• [AIM]
Render the lines as a Markdown table with columns No. and Text, giving each line its own number and leaving out blank lines. Begin at the line that contains "If any telescope is" and stop after the line that contains "313, 108, 347, 149".

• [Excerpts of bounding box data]
Begin

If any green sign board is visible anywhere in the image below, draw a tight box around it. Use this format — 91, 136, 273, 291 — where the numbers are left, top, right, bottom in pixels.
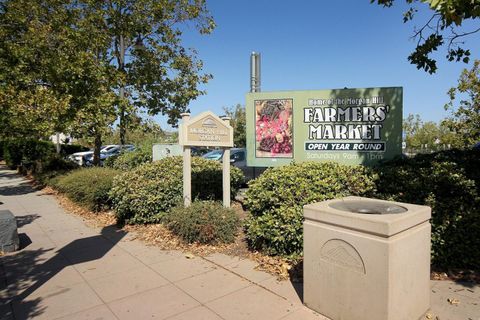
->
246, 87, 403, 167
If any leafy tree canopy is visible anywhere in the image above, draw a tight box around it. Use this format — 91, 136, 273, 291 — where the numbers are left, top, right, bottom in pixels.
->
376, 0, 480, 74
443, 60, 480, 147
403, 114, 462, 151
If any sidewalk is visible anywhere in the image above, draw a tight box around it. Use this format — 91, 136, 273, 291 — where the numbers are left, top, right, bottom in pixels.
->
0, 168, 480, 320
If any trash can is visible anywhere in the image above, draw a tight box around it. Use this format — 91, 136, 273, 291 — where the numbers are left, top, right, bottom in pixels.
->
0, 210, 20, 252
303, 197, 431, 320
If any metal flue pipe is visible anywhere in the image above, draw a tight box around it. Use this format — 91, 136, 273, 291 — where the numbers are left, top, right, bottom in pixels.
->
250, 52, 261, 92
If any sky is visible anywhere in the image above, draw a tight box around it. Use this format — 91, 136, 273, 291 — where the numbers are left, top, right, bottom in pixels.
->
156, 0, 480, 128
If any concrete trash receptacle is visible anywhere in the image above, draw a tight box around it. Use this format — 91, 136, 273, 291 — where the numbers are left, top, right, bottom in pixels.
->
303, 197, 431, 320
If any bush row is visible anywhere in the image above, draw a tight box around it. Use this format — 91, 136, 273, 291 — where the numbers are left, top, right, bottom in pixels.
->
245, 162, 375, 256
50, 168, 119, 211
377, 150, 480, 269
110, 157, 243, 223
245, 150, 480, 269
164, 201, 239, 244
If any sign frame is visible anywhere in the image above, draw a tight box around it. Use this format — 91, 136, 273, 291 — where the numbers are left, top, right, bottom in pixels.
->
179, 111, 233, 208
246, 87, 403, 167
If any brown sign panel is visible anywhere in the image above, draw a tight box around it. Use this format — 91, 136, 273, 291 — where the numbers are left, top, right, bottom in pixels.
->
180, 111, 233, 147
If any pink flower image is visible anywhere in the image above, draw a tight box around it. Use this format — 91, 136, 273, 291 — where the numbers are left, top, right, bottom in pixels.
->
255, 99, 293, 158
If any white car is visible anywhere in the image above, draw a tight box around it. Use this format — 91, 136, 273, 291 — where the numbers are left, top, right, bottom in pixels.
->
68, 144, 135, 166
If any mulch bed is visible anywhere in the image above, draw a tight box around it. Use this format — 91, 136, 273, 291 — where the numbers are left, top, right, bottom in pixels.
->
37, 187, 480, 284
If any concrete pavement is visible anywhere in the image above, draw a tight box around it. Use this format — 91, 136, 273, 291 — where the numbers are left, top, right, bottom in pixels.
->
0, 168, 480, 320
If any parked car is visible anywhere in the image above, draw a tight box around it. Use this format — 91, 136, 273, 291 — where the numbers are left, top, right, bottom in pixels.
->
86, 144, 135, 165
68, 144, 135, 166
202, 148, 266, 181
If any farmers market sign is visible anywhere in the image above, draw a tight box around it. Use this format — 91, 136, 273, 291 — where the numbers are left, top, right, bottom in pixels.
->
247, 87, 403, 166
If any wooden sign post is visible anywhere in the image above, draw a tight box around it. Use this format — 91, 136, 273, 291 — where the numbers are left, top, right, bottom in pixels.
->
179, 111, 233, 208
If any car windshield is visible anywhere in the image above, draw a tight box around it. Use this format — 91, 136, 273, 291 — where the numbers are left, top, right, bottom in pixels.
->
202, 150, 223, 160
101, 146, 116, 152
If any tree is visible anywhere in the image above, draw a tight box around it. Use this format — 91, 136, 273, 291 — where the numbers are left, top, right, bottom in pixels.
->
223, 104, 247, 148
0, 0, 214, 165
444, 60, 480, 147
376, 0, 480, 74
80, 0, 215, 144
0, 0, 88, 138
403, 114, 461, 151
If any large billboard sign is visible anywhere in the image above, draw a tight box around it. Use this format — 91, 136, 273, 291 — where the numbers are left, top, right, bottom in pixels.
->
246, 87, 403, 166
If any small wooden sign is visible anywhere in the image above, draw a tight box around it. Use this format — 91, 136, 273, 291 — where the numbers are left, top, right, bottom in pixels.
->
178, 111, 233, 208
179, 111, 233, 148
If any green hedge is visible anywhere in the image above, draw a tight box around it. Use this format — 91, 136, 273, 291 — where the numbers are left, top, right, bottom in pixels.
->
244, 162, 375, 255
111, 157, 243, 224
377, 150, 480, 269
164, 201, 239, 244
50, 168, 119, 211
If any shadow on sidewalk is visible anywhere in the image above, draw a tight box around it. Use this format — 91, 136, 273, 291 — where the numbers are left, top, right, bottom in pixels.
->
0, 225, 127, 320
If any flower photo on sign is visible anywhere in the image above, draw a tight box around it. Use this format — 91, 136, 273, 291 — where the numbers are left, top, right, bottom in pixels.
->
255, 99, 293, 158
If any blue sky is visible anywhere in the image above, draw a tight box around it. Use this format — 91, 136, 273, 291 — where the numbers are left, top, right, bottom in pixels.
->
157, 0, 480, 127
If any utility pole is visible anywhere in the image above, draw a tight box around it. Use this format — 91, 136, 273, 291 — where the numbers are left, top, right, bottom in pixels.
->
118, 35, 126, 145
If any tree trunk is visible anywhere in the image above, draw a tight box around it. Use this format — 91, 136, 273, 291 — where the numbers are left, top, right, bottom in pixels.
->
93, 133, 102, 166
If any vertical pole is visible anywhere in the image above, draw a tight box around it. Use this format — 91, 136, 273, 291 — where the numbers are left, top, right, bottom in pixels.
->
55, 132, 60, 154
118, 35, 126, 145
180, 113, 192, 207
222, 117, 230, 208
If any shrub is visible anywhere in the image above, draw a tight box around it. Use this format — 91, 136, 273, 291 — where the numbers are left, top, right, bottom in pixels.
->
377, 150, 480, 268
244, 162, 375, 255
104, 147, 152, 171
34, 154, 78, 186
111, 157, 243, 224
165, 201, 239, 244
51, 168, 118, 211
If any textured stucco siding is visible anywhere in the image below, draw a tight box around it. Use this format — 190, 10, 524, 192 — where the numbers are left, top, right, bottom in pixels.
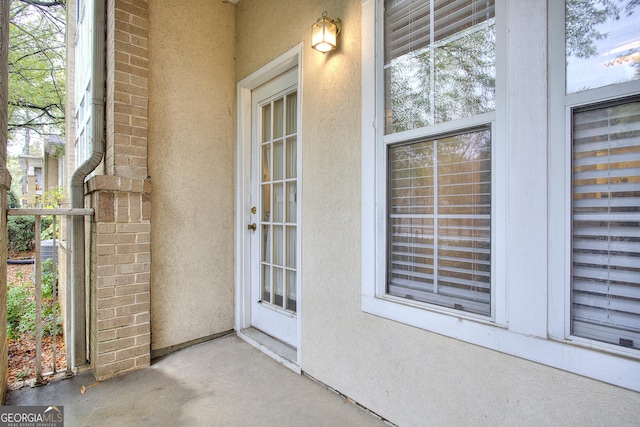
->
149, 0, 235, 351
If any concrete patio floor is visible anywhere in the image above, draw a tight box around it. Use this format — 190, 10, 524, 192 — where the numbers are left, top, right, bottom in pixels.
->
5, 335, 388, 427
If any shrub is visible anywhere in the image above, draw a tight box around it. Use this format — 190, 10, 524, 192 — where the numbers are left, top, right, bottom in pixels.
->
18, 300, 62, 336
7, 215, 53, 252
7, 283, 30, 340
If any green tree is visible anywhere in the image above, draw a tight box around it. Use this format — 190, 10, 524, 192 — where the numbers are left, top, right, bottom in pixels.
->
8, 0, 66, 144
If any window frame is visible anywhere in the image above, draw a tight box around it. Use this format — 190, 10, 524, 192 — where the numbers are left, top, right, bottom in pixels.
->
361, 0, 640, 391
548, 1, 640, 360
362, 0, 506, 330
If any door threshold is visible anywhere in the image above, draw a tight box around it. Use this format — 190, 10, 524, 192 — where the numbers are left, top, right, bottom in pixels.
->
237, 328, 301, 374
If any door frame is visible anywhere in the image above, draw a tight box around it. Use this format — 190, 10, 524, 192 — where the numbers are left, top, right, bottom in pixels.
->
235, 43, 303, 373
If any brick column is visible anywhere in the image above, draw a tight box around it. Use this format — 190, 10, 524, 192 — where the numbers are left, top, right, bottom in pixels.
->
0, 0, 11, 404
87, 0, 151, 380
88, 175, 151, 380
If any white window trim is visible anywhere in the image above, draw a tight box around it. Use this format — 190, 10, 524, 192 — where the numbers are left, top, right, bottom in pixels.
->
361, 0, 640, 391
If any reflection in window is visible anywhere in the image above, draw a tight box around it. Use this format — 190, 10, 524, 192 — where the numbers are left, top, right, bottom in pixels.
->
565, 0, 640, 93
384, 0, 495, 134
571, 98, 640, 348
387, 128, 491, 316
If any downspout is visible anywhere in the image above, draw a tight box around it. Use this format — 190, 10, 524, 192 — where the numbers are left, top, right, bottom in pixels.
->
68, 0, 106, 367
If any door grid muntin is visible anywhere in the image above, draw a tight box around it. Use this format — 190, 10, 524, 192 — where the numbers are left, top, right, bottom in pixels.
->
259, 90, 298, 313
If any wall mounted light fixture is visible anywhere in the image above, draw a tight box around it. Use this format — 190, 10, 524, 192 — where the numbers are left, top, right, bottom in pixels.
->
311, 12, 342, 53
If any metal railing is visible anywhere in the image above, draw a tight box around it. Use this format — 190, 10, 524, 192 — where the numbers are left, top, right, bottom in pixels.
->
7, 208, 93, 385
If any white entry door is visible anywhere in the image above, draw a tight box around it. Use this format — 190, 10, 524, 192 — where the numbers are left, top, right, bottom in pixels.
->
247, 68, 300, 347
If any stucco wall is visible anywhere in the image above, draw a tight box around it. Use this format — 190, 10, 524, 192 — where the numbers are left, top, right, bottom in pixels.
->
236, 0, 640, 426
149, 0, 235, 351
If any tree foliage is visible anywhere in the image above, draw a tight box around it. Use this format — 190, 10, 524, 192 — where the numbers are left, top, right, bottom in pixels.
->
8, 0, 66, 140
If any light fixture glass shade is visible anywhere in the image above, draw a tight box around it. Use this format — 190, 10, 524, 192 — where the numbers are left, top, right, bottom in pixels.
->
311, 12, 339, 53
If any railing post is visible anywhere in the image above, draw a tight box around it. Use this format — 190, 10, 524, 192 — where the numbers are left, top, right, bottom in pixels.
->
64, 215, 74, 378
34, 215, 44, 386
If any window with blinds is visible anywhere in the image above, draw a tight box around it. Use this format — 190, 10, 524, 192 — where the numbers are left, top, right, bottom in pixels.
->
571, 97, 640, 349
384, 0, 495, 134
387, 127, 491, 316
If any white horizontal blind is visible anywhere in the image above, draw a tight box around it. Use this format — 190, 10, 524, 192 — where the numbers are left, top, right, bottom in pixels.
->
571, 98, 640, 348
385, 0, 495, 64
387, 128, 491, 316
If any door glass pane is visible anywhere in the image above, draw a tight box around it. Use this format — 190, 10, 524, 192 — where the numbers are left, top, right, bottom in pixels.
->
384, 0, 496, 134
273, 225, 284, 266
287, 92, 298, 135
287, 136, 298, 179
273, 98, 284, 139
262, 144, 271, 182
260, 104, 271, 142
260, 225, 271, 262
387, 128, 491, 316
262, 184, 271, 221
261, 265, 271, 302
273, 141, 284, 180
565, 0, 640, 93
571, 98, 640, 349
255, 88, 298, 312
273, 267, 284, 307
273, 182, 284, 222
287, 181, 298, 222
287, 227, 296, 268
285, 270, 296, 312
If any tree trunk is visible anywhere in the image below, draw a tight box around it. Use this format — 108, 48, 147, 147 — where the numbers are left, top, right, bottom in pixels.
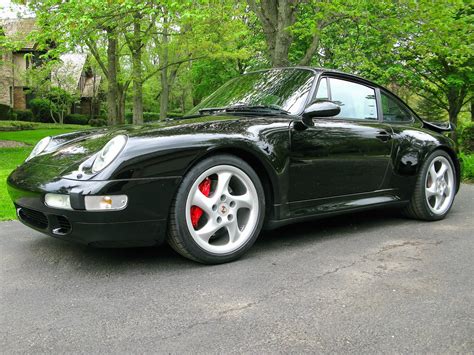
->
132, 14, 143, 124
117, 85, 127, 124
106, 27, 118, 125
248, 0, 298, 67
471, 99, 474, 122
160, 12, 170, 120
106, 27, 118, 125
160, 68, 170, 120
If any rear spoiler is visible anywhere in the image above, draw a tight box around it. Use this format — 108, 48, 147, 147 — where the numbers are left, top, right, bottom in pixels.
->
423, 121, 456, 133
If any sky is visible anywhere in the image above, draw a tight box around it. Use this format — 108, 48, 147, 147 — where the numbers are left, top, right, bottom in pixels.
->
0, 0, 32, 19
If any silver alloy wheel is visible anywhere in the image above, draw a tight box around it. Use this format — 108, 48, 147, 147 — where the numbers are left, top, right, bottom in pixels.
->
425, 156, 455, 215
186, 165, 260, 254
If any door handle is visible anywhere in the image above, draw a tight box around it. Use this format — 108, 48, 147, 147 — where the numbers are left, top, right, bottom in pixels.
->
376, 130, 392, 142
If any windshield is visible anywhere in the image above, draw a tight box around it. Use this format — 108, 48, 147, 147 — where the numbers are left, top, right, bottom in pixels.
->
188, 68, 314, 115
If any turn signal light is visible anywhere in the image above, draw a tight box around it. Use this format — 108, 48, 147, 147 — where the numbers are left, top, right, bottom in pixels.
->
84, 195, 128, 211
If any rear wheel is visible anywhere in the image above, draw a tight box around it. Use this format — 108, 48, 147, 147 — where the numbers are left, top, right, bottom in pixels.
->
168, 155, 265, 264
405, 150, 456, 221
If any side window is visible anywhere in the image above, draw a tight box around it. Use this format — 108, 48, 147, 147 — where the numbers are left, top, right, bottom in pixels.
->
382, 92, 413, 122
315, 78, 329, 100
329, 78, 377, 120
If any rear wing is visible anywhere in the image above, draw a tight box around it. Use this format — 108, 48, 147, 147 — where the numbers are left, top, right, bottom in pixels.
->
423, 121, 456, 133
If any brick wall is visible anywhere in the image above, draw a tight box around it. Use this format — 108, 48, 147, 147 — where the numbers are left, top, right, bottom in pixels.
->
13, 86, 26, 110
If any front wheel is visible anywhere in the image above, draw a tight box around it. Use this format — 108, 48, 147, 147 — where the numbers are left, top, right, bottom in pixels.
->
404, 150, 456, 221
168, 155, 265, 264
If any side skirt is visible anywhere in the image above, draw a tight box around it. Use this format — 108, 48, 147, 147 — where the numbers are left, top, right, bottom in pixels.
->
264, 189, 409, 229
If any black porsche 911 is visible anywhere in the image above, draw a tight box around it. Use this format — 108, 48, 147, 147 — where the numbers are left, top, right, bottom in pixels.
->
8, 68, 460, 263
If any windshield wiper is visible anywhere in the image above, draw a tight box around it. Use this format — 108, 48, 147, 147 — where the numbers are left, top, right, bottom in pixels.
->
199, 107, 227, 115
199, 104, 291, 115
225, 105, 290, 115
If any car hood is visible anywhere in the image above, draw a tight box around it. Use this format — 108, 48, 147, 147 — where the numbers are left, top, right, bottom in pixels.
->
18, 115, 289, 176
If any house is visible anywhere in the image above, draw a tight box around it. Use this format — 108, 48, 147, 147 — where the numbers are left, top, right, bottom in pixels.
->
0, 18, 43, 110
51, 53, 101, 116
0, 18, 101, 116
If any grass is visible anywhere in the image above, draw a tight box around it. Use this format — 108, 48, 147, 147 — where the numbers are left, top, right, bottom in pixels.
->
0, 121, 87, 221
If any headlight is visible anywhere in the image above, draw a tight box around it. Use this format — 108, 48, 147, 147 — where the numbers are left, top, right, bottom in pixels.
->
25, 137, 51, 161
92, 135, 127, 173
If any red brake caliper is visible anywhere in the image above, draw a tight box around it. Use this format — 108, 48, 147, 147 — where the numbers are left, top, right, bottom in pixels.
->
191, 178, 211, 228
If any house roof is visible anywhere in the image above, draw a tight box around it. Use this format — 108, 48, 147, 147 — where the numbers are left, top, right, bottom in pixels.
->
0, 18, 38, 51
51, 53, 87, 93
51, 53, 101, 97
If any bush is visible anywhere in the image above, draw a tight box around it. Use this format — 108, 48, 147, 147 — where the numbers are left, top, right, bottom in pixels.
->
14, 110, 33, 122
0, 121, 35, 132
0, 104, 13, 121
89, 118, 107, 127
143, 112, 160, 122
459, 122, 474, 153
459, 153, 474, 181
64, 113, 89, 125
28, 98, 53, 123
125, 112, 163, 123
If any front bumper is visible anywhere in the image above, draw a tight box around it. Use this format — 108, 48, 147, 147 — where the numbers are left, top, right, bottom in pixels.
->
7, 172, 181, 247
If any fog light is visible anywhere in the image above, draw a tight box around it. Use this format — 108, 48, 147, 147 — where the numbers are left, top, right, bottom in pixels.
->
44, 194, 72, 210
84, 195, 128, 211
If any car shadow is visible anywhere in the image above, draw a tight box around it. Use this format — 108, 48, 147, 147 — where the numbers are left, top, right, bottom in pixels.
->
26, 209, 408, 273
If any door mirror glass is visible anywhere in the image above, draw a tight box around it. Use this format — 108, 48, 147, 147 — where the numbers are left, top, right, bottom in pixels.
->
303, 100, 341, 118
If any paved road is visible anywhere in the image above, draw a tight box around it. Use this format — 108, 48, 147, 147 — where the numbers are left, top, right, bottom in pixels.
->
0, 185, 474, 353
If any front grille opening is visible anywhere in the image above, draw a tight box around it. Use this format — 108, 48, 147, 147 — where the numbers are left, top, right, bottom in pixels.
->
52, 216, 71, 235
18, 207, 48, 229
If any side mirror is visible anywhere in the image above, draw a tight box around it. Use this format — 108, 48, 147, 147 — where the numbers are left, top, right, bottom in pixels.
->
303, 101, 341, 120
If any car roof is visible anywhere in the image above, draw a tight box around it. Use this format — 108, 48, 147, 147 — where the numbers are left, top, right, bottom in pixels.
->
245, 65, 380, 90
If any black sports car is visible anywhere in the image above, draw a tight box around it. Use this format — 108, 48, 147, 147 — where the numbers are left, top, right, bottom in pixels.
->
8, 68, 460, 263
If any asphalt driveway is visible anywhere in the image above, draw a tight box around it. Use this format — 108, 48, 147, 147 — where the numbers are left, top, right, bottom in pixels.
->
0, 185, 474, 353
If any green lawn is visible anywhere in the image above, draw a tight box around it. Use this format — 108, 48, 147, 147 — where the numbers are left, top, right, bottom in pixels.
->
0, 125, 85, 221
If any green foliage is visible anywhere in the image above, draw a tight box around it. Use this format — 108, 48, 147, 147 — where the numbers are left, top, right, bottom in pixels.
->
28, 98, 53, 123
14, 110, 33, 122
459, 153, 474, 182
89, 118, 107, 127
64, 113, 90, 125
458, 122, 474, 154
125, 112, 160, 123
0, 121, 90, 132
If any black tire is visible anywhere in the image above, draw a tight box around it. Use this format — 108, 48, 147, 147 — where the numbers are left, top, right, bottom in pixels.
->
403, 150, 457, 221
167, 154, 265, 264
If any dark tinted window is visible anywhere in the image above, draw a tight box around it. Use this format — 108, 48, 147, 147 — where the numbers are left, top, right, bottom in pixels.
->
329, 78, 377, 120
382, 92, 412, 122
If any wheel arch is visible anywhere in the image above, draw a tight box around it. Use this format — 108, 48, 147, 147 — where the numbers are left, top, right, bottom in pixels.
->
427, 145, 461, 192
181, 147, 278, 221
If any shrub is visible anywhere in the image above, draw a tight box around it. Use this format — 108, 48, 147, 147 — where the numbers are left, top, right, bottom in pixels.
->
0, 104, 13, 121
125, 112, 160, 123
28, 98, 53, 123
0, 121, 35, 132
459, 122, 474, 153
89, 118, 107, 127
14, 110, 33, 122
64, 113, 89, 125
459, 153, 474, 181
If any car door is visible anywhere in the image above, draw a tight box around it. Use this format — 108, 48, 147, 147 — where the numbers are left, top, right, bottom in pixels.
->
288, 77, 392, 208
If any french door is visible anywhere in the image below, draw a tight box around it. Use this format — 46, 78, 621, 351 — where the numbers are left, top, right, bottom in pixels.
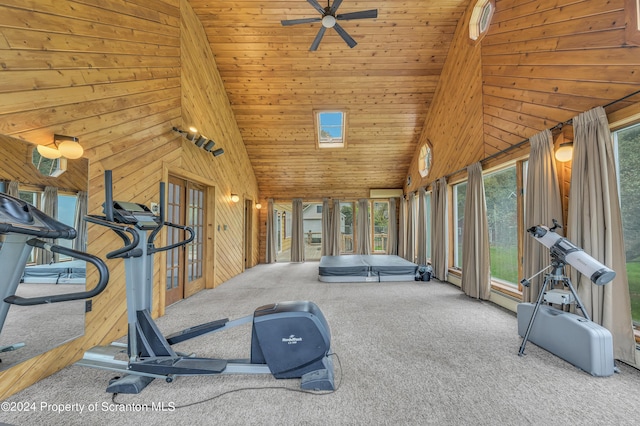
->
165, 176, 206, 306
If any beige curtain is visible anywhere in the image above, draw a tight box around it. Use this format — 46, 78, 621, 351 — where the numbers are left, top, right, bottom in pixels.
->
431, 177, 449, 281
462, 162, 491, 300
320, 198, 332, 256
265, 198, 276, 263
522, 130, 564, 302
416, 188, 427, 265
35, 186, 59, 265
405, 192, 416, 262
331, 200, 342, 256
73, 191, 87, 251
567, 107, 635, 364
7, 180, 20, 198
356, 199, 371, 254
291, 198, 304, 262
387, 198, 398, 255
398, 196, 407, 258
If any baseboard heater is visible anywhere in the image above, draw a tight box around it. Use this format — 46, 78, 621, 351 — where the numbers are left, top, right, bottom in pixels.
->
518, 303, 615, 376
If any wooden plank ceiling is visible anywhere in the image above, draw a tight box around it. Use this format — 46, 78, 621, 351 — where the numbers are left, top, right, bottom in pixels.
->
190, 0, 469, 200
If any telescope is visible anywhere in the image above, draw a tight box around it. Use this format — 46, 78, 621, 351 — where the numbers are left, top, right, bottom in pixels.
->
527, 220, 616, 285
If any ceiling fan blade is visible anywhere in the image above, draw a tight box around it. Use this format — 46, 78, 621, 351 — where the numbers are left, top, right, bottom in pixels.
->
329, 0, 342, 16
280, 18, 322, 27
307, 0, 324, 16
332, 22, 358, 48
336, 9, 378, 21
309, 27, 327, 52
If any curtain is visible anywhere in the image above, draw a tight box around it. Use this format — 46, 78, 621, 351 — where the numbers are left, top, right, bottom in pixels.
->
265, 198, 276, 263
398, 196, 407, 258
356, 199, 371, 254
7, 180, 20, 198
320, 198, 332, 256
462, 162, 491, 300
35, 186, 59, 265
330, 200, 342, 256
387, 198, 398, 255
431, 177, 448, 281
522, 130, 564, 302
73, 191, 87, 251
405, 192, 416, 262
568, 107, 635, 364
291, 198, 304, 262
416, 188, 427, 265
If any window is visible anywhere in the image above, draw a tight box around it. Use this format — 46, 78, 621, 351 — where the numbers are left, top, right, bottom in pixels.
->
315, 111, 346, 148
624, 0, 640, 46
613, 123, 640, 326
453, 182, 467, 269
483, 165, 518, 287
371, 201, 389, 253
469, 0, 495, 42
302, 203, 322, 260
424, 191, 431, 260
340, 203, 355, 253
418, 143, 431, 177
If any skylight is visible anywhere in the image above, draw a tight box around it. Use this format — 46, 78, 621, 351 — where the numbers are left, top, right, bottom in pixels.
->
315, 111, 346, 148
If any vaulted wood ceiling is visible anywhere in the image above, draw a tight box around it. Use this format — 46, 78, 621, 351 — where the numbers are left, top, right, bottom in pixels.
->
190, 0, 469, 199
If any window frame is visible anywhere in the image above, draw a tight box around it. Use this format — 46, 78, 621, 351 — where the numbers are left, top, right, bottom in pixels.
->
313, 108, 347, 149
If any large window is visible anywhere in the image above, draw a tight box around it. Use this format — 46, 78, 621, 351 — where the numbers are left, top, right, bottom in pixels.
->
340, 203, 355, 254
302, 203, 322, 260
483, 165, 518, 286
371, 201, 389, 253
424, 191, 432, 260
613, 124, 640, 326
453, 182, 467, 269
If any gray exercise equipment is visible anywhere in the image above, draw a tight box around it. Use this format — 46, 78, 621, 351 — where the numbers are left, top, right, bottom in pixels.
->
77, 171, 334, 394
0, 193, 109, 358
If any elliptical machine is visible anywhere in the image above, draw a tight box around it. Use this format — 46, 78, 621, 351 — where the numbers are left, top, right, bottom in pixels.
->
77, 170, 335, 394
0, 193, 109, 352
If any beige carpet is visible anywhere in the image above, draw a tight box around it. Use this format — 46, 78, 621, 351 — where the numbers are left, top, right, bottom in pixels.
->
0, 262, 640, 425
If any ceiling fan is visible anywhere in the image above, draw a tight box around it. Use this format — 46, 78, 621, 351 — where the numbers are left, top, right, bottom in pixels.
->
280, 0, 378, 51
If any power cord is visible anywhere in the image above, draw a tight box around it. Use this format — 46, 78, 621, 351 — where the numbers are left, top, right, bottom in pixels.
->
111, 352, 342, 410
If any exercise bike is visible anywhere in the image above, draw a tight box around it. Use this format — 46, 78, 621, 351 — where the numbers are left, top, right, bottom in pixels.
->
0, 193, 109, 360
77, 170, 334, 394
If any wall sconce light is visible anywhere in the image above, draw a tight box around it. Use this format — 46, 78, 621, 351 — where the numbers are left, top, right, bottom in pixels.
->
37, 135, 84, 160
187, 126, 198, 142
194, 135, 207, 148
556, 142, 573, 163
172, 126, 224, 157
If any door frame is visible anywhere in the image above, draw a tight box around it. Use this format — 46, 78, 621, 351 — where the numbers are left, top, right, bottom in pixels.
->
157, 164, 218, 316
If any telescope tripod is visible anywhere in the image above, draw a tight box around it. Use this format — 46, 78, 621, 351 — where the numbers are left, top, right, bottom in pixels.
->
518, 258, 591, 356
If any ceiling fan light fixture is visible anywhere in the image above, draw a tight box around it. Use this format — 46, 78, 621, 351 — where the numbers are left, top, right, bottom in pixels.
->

End

• [EXERCISE OUTPUT]
| No. | Text |
|---|---|
| 1 | If any telescope is visible anywhere in the image above, draw a tight box around it. Use this format — 46, 78, 621, 351 — where the numbers are left, top, right, bottom in pixels. |
| 2 | -> |
| 3 | 527, 220, 616, 285 |
| 4 | If any ceiling fan blade is visible anywhere in the image above, draw a tight box around it. Use this format — 46, 78, 621, 351 — where the numbers are left, top, right, bottom in pixels. |
| 5 | -> |
| 6 | 329, 0, 342, 16 |
| 7 | 280, 18, 322, 27 |
| 8 | 307, 0, 324, 16 |
| 9 | 332, 22, 358, 48 |
| 10 | 336, 9, 378, 21 |
| 11 | 309, 27, 327, 52 |
| 12 | If any curtain is visible anywhere in the image above, draw a tight box around it. Use this format — 46, 78, 621, 351 — where the numbers are left, top, right, bottom in pixels. |
| 13 | -> |
| 14 | 265, 198, 276, 263 |
| 15 | 398, 196, 407, 258 |
| 16 | 356, 199, 371, 254 |
| 17 | 7, 180, 20, 198 |
| 18 | 320, 198, 332, 256 |
| 19 | 462, 162, 491, 300 |
| 20 | 35, 186, 59, 265 |
| 21 | 330, 200, 342, 256 |
| 22 | 387, 198, 398, 255 |
| 23 | 431, 177, 448, 281 |
| 24 | 522, 130, 564, 302 |
| 25 | 73, 191, 87, 251 |
| 26 | 405, 192, 416, 262 |
| 27 | 568, 107, 635, 364 |
| 28 | 291, 198, 304, 262 |
| 29 | 416, 188, 427, 265 |
| 30 | If any window is visible anywhere in the image above, draw a tight box around it. Use this format — 46, 78, 621, 351 — where the numbers are left, top, right, bottom in pixels. |
| 31 | -> |
| 32 | 315, 111, 346, 148 |
| 33 | 624, 0, 640, 46 |
| 34 | 613, 123, 640, 326 |
| 35 | 453, 182, 467, 269 |
| 36 | 483, 165, 518, 287 |
| 37 | 371, 201, 389, 253 |
| 38 | 469, 0, 495, 42 |
| 39 | 302, 203, 322, 260 |
| 40 | 424, 191, 431, 260 |
| 41 | 340, 203, 355, 253 |
| 42 | 418, 143, 431, 177 |
| 43 | If any skylight is visible anywhere in the image above, draw a tight box around it. Use this format — 46, 78, 621, 351 — where the numbers are left, top, right, bottom in pixels. |
| 44 | -> |
| 45 | 315, 111, 346, 148 |
| 46 | If any vaulted wood ceiling is visible anywhere in the image above, draw a tight box around it. Use this format — 46, 78, 621, 351 — where the numbers are left, top, right, bottom in pixels. |
| 47 | -> |
| 48 | 190, 0, 469, 199 |
| 49 | If any window frame is visible anywhere in the image above, draw a tight box around it. Use this format — 46, 78, 621, 351 — where the numbers are left, top, right, bottom in pixels. |
| 50 | -> |
| 51 | 313, 108, 347, 149 |